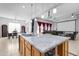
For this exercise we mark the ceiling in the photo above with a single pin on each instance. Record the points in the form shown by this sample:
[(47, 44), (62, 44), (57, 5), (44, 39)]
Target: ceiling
[(16, 10), (31, 10)]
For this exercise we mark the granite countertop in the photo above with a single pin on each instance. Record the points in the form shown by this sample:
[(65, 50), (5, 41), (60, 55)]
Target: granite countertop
[(45, 42)]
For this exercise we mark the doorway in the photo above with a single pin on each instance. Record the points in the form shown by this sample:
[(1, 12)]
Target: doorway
[(4, 30), (23, 29)]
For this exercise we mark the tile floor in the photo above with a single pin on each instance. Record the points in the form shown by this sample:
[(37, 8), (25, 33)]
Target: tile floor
[(9, 47)]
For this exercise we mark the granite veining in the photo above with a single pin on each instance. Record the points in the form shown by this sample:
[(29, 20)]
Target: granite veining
[(45, 42)]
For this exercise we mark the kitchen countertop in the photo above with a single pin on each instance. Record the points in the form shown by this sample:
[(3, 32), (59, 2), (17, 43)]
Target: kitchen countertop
[(44, 42)]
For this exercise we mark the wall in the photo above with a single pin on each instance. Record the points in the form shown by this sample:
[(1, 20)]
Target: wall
[(77, 28), (6, 21)]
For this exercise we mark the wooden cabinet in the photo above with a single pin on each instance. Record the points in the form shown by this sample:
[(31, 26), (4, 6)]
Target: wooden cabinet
[(21, 45), (27, 49), (62, 49)]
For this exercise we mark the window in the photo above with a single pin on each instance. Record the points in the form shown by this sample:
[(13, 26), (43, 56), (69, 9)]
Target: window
[(14, 26)]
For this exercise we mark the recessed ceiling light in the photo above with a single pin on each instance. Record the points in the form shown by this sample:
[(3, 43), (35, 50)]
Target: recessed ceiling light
[(23, 7), (54, 10)]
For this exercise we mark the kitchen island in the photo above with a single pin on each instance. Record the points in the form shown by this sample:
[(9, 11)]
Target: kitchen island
[(43, 45)]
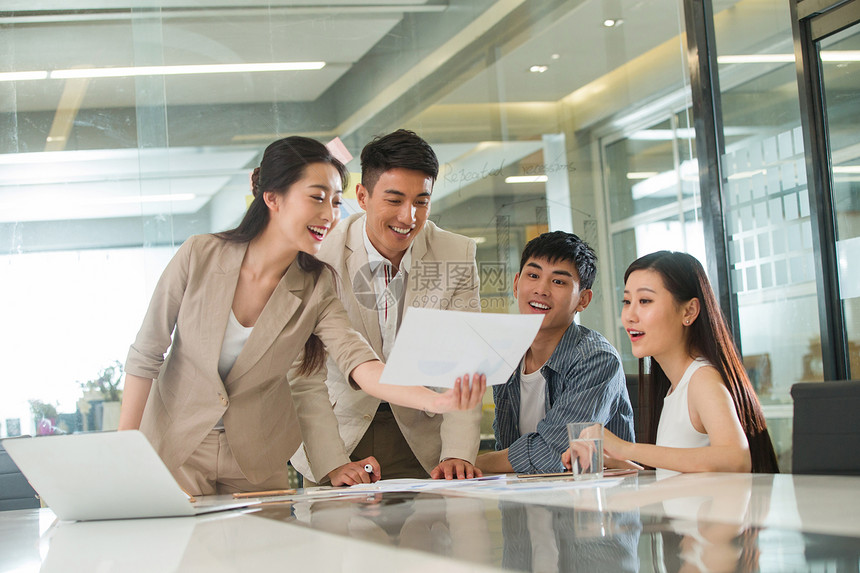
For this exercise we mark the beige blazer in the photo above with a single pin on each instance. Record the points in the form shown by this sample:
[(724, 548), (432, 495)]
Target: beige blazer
[(443, 275), (192, 301)]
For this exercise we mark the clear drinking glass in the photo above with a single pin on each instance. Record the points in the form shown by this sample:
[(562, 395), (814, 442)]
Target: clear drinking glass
[(586, 447)]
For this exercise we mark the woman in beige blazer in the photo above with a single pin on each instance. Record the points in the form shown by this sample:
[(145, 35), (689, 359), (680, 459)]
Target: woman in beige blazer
[(238, 309)]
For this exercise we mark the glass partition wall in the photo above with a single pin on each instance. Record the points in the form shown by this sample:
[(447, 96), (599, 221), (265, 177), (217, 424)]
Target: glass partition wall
[(126, 130)]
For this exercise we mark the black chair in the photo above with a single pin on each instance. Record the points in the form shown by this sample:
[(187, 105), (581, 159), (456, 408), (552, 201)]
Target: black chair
[(826, 436), (15, 490)]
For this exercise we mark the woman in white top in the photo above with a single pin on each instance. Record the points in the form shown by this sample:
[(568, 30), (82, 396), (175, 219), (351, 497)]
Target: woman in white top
[(703, 408), (238, 310)]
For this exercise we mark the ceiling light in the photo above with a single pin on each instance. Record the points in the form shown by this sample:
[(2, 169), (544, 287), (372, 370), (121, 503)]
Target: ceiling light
[(840, 56), (826, 56), (22, 76), (641, 174), (756, 59), (133, 199), (746, 174), (183, 70), (526, 179)]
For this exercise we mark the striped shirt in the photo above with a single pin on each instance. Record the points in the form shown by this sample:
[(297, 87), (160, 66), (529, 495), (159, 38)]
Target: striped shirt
[(584, 383)]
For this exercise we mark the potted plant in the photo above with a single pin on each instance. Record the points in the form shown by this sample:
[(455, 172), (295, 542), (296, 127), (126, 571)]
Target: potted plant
[(106, 387), (44, 416), (107, 383)]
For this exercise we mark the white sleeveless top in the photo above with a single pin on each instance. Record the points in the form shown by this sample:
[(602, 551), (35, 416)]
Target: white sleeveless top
[(235, 338), (675, 429)]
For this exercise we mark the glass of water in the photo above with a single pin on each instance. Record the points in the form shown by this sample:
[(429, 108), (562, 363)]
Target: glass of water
[(586, 448)]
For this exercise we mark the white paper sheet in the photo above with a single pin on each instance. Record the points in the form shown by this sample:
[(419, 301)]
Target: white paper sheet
[(433, 346)]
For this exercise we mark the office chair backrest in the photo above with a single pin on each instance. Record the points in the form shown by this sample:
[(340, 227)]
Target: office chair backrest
[(826, 436), (15, 490)]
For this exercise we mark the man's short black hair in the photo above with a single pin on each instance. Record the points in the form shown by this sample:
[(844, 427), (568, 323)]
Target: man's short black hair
[(403, 149), (560, 246)]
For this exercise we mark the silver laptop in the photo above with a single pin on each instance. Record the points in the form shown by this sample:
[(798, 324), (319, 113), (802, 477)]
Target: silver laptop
[(106, 475)]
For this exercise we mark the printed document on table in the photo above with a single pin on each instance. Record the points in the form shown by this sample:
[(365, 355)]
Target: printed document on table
[(433, 347)]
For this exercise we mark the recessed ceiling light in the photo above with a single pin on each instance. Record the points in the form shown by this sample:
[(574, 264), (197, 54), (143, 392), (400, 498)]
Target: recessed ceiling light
[(641, 174), (182, 70), (22, 76)]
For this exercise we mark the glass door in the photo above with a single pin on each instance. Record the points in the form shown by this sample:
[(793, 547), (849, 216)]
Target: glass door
[(840, 78)]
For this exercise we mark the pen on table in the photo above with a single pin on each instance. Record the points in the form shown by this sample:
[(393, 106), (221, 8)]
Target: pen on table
[(264, 493)]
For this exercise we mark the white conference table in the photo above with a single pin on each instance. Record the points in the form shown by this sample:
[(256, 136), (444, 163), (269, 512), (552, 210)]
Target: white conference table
[(695, 522)]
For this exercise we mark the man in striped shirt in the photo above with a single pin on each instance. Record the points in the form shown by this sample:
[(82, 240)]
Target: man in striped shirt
[(569, 374)]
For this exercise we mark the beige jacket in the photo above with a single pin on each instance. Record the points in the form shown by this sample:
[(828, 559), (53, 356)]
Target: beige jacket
[(443, 275), (194, 296)]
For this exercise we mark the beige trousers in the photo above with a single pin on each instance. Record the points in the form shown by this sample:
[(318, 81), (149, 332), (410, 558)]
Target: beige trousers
[(212, 469)]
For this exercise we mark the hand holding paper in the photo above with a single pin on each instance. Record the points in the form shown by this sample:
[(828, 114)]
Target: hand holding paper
[(434, 346), (463, 396)]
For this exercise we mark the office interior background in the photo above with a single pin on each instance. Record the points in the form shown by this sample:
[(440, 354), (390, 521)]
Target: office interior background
[(727, 129)]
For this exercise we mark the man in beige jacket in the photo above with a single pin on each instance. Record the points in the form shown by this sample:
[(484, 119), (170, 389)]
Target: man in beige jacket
[(388, 259)]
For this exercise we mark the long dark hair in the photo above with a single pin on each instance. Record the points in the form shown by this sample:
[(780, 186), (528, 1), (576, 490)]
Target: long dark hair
[(284, 162), (710, 338)]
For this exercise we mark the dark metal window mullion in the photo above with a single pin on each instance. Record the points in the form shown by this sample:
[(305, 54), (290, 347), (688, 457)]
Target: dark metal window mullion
[(710, 147), (834, 349)]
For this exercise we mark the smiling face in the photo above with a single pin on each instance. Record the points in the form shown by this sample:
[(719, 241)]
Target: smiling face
[(551, 289), (308, 210), (397, 208), (654, 320)]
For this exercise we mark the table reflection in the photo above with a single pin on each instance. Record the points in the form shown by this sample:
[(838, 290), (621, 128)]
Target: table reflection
[(453, 527), (725, 522)]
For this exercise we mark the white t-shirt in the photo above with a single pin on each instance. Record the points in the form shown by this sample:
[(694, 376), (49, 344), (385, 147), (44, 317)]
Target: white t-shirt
[(389, 287), (675, 429), (532, 399), (235, 338)]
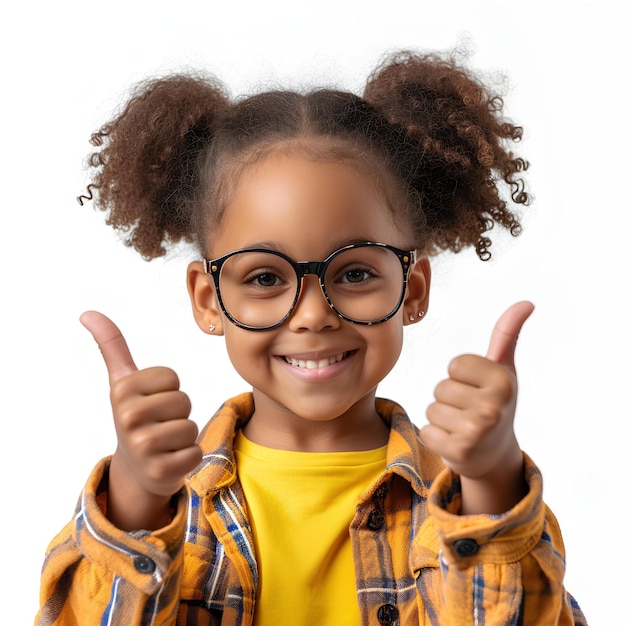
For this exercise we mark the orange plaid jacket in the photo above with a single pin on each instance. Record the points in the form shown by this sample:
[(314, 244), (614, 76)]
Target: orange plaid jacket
[(417, 561)]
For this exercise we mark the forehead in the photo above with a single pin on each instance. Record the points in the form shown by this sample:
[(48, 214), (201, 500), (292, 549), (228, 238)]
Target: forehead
[(308, 208)]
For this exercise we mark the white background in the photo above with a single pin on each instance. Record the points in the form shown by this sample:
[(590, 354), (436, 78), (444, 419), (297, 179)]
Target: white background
[(66, 66)]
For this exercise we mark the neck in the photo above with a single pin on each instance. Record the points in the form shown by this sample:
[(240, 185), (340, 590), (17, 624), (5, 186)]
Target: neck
[(275, 426)]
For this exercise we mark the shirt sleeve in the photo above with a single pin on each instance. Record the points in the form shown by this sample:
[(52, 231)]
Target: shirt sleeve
[(501, 569), (95, 573)]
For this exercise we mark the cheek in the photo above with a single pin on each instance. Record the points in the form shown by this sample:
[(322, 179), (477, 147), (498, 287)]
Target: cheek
[(245, 348)]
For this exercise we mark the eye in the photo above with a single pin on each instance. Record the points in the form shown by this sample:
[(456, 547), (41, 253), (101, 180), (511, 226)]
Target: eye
[(356, 276), (264, 279)]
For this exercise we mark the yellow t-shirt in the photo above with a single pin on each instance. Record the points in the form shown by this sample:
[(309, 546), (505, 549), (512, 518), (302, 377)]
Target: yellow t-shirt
[(301, 505)]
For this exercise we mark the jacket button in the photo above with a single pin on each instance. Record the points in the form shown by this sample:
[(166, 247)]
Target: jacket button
[(382, 491), (144, 565), (466, 547), (387, 614), (375, 520)]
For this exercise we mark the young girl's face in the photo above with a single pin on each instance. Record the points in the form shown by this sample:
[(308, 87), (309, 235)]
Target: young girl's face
[(307, 210)]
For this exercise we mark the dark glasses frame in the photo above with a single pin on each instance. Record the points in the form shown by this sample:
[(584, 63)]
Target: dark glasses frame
[(317, 268)]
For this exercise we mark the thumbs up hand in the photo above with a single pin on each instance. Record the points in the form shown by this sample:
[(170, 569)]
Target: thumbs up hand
[(156, 440), (471, 421)]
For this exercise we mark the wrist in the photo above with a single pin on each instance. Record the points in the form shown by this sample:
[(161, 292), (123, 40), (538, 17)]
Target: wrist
[(132, 507)]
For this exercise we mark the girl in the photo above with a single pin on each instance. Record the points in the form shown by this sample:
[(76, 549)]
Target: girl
[(309, 500)]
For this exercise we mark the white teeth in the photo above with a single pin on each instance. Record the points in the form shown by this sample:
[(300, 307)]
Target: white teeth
[(313, 365)]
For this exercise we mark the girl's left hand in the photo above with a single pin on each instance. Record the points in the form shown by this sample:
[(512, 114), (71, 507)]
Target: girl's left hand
[(471, 420)]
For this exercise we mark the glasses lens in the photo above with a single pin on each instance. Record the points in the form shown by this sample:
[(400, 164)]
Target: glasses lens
[(365, 284), (257, 288)]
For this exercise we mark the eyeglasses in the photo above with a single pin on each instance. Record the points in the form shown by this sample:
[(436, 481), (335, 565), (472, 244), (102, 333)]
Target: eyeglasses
[(363, 283)]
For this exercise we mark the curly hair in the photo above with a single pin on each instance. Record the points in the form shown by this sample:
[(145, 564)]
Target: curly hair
[(165, 167)]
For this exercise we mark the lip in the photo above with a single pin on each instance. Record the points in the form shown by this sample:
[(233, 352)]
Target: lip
[(317, 373)]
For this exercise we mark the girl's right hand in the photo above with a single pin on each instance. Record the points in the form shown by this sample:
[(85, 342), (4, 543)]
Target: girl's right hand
[(156, 441)]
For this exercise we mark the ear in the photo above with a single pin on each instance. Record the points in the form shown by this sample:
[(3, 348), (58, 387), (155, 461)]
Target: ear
[(206, 308), (417, 292)]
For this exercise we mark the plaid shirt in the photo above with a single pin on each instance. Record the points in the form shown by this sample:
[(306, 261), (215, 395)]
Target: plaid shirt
[(416, 560)]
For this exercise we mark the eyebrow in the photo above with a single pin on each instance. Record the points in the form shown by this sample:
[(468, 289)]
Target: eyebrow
[(334, 245)]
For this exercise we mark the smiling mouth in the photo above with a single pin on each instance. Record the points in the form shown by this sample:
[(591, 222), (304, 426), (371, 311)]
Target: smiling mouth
[(316, 364)]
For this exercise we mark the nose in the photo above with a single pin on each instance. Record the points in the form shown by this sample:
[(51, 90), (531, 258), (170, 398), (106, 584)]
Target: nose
[(312, 312)]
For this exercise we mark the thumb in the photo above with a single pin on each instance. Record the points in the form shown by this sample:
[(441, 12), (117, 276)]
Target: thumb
[(504, 337), (112, 344)]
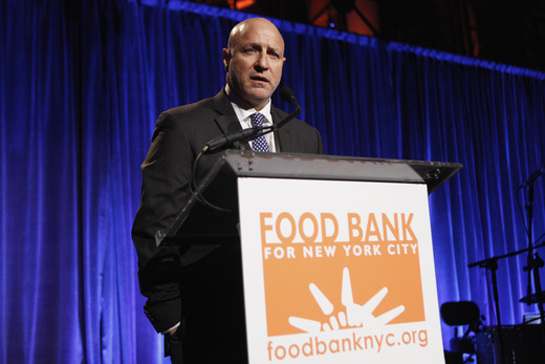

• **Task details**
Could you repeat exactly the lines in the listing above from the one with "[(161, 292), (123, 40), (538, 17)]" down to the one with "For this exercise we mark the eyeglasses"? Include both of those lines.

• **Written solution**
[(161, 292), (123, 40), (538, 17)]
Target: wrist
[(132, 507)]
For this exercise we mark the girl in the photo above with a single pin on each instance. Record the points in the form shown by this sample:
[(76, 549)]
Target: girl
[(309, 500)]
For this exercise we mark the white teeth in the photo above with a single pin on each instance. Record the points in the form shown by this sample:
[(300, 307)]
Target: white teeth
[(313, 365)]
For this exercise we mark the girl's left hand in the photo above with a single pin on each instance. Record the points in the form shown by this sample:
[(512, 114), (71, 507)]
Target: girl's left hand
[(471, 420)]
For this exercise we mark the glasses lens in the photo above with a single pin on each instance. Record the points in the form shown by this sample:
[(400, 164)]
Target: glasses lens
[(365, 284), (257, 288)]
For this exercise we mark the eyeglasses in the photo above with a single pin on each instance. Record the points in the form shown by this sample:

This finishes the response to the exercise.